Reproduce from the records below, with no pictures, exactly the lines between the one containing "job | pin one point per instance of the wide-brim" and the one containing "job | pin one point per instance of the green", inclusive.

### [DATA FOR ANALYSIS]
▼

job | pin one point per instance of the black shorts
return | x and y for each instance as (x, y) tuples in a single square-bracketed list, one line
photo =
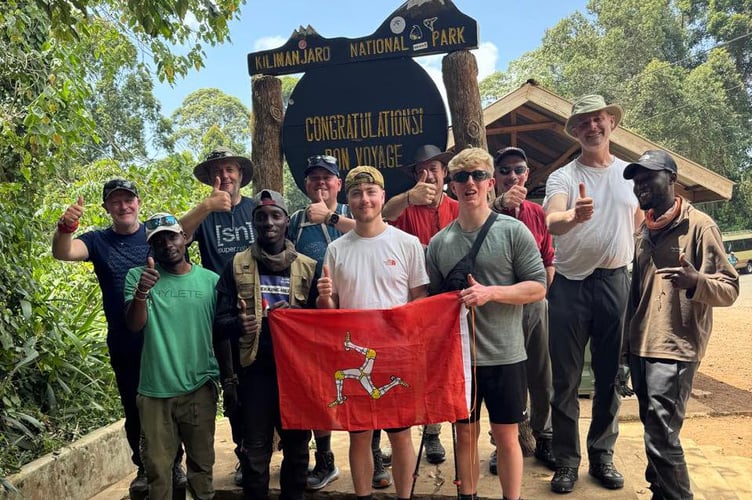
[(504, 390)]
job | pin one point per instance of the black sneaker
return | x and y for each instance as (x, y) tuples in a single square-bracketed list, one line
[(435, 453), (607, 475), (139, 483), (564, 479), (324, 471), (178, 476), (381, 477), (544, 453)]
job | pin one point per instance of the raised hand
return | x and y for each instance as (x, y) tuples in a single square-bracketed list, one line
[(583, 207), (423, 193)]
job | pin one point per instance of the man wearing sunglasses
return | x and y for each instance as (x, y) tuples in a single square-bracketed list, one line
[(311, 230), (511, 173), (113, 251), (222, 226), (507, 273), (170, 303)]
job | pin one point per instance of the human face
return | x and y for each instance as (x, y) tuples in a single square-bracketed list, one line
[(168, 247), (270, 223), (435, 173), (473, 192), (229, 174), (516, 173), (322, 185), (654, 188), (593, 130), (123, 207), (366, 201)]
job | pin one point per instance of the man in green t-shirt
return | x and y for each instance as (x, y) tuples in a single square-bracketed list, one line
[(171, 303)]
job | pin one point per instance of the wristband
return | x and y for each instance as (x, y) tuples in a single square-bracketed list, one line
[(64, 228)]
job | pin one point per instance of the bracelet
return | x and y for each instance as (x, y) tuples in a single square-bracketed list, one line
[(64, 228)]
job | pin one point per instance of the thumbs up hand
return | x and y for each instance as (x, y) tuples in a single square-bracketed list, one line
[(149, 277), (248, 323), (218, 200), (684, 277), (423, 193), (475, 295), (583, 207)]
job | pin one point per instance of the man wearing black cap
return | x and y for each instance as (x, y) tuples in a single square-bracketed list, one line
[(113, 251), (424, 209), (311, 230), (511, 172), (269, 274), (221, 224), (680, 272)]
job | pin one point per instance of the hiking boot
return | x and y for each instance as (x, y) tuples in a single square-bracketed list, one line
[(564, 479), (237, 476), (323, 472), (139, 483), (435, 453), (544, 453), (178, 476), (381, 477), (607, 475)]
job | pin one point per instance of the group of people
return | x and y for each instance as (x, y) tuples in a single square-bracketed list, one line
[(545, 282)]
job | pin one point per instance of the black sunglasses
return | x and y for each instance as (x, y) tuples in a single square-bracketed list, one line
[(518, 170), (477, 175), (165, 220)]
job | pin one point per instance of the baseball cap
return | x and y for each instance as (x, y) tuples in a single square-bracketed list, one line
[(652, 160), (162, 222), (118, 185), (329, 163), (509, 151), (363, 174), (269, 197)]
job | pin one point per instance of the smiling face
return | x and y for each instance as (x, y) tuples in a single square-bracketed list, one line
[(270, 223), (322, 185), (593, 130), (123, 206), (230, 176)]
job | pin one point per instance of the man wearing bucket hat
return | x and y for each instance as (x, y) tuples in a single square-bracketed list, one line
[(592, 213), (424, 209), (679, 273), (347, 282), (170, 303), (221, 224)]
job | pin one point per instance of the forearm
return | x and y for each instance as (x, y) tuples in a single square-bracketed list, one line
[(395, 206)]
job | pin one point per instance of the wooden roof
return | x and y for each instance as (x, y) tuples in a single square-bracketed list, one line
[(533, 118)]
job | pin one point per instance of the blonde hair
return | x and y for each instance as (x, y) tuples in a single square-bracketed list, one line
[(471, 158)]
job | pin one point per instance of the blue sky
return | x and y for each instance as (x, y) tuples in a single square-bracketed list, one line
[(507, 29)]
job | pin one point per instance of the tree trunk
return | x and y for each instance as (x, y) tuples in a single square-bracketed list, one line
[(267, 133), (460, 73)]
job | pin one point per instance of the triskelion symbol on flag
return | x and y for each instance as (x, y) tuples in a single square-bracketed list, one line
[(363, 374)]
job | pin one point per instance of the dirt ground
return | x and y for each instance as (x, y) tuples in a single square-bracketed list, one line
[(724, 381)]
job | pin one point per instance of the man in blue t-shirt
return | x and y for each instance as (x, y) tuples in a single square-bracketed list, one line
[(222, 226), (113, 251)]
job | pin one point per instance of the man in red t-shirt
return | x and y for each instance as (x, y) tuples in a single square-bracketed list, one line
[(511, 172)]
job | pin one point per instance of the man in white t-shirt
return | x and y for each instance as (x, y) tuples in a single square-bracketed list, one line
[(592, 213), (374, 266)]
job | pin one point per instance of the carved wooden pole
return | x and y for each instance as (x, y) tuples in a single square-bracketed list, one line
[(267, 133), (460, 73)]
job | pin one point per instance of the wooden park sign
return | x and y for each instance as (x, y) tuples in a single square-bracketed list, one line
[(365, 101)]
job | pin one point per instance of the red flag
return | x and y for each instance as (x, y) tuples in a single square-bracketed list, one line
[(346, 369)]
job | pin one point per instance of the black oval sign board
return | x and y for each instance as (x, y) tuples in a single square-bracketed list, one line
[(373, 113)]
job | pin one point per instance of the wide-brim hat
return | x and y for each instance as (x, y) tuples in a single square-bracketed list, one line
[(201, 171), (428, 152), (591, 104)]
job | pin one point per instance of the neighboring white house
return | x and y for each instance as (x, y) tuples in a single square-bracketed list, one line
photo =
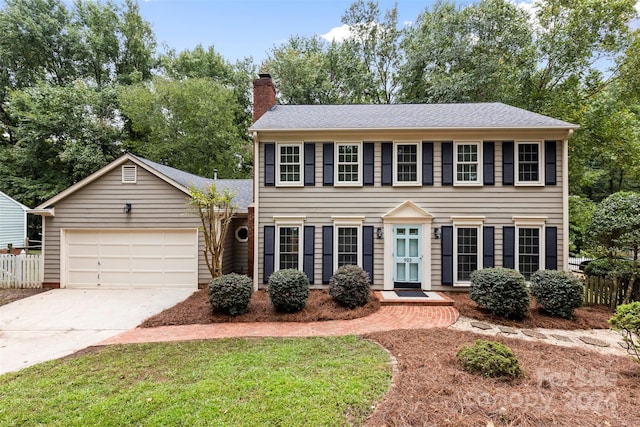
[(13, 222)]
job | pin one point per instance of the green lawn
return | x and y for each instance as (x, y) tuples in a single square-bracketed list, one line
[(234, 382)]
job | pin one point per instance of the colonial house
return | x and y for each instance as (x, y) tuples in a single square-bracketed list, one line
[(418, 195)]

▲

### [RESPONSE]
job | pin one point per instance of the wide-brim hat
return | x and y for each instance as (x, y) tuples in a single square-bracketed list, one line
[(201, 171), (428, 152), (591, 104)]
job | pin one point per instance of the neighboring white house
return | x and y for each instance as (x, y) tuples in a single square-bracketed list, one line
photo =
[(13, 222)]
job | pin one point per instance of the green lawn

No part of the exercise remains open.